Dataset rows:
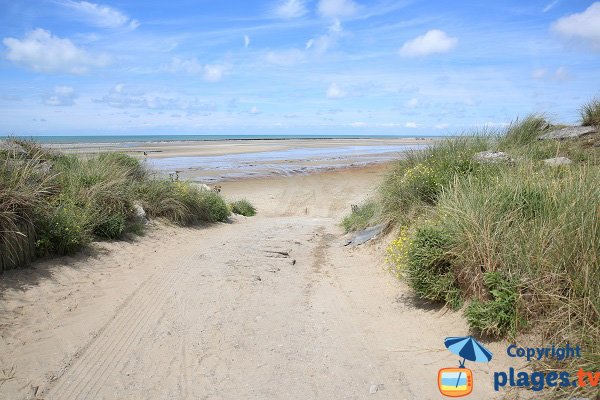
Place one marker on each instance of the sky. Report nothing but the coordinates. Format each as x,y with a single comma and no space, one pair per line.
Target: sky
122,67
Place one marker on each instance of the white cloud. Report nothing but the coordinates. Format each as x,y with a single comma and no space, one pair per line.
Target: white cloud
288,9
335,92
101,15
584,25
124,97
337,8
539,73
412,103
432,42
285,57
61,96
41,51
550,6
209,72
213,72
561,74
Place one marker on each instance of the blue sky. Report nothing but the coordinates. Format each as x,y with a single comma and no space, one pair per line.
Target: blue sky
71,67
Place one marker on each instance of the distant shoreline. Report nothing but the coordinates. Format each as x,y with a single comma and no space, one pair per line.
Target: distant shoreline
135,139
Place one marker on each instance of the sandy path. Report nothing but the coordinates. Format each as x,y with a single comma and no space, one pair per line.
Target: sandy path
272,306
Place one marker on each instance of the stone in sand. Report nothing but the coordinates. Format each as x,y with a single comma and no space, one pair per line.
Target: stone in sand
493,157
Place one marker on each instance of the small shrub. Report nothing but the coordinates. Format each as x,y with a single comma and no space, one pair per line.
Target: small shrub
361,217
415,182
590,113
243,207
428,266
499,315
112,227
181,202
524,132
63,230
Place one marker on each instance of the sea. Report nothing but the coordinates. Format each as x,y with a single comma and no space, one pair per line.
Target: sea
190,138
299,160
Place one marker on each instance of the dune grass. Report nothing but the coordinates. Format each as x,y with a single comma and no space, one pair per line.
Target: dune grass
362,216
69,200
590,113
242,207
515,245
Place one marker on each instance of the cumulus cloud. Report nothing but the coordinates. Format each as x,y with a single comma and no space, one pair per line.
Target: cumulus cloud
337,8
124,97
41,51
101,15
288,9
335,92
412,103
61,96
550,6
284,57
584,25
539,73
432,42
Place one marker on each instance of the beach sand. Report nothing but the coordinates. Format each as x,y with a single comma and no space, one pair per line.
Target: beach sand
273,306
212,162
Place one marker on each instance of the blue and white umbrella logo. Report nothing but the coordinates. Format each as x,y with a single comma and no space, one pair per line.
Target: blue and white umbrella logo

- WORK TO COMPLETE:
Repeat the listing above exactly, with no pictures.

- ANSWER TO THIS TASK:
Place one marker on each instance of the sky. Report nothing but the coordinates. Format each as x,y with a single comma and no space, one pair per line.
Target: sky
122,67
Place one marker on each instance of the white cloud. Report nothing but the coordinates. Format each as x,y with a single comma and no space, one pair per line.
Target: white cloud
288,9
335,92
101,15
584,25
124,97
337,8
539,73
412,103
432,42
285,57
61,96
41,51
550,6
209,72
213,72
561,74
Place one marker on each instance of the blue sky. Report nothing but the coordinates. Format each as x,y with a single comma and no space, one pair per line.
Target: blue sky
71,67
Place one marker on each instance of the distant shoreline. Report nothing but the coordinates. Format each as x,y with a single comma and no space, one pair per line.
Target: distant shoreline
135,139
Place one marker on each instance of the sandy path. Report nothing but the coordinates. Format each as x,y with a single comma and no space, one pair per line.
Target: sandy path
272,306
Place one marker on each instance of the stone in sand. Report nothing but the coordinates. Format each as x,y with a single comma and no space, one pair per line.
Target: stone in sand
493,157
Place one marker on each instance of the small shrub. Report nothing but the coordinates. Format each as x,y with a single comma and no space, one pair per line.
Target: small shrub
361,217
415,182
590,113
243,207
428,266
499,315
112,227
181,202
524,132
63,230
Place one marker on each instance of the sea. Report nothing but the coordinates. Format each as x,y with a single comma and no space, one pair per line.
Target: sea
190,138
299,160
Place one marker on each instance of the dune grass. Report nothing but the coordinates. Format each as x,y with a single comma and no space, one pair per line.
Target: dune grass
362,216
69,200
590,113
242,207
515,245
Place one marker on each instance of the cumulus cloud. Report nothing but the coordinates. Format each as x,y with a single comma and no space, one pair per line.
Target: cumulus cloud
337,8
124,97
41,51
101,15
288,9
335,92
412,103
61,96
550,6
284,57
584,25
539,73
432,42
Place one marker on each instance of the beach sand. Report nothing but the coordinates. Format each as x,y with a single comma and no space, one pair per line.
Target: beach sand
273,306
212,162
Place one marker on each instance of the blue and white umbrella logo. Report nothing but the coordinates. Format each as x,y with a single comma and no space, one pair per line.
Target: blue and white umbrella logo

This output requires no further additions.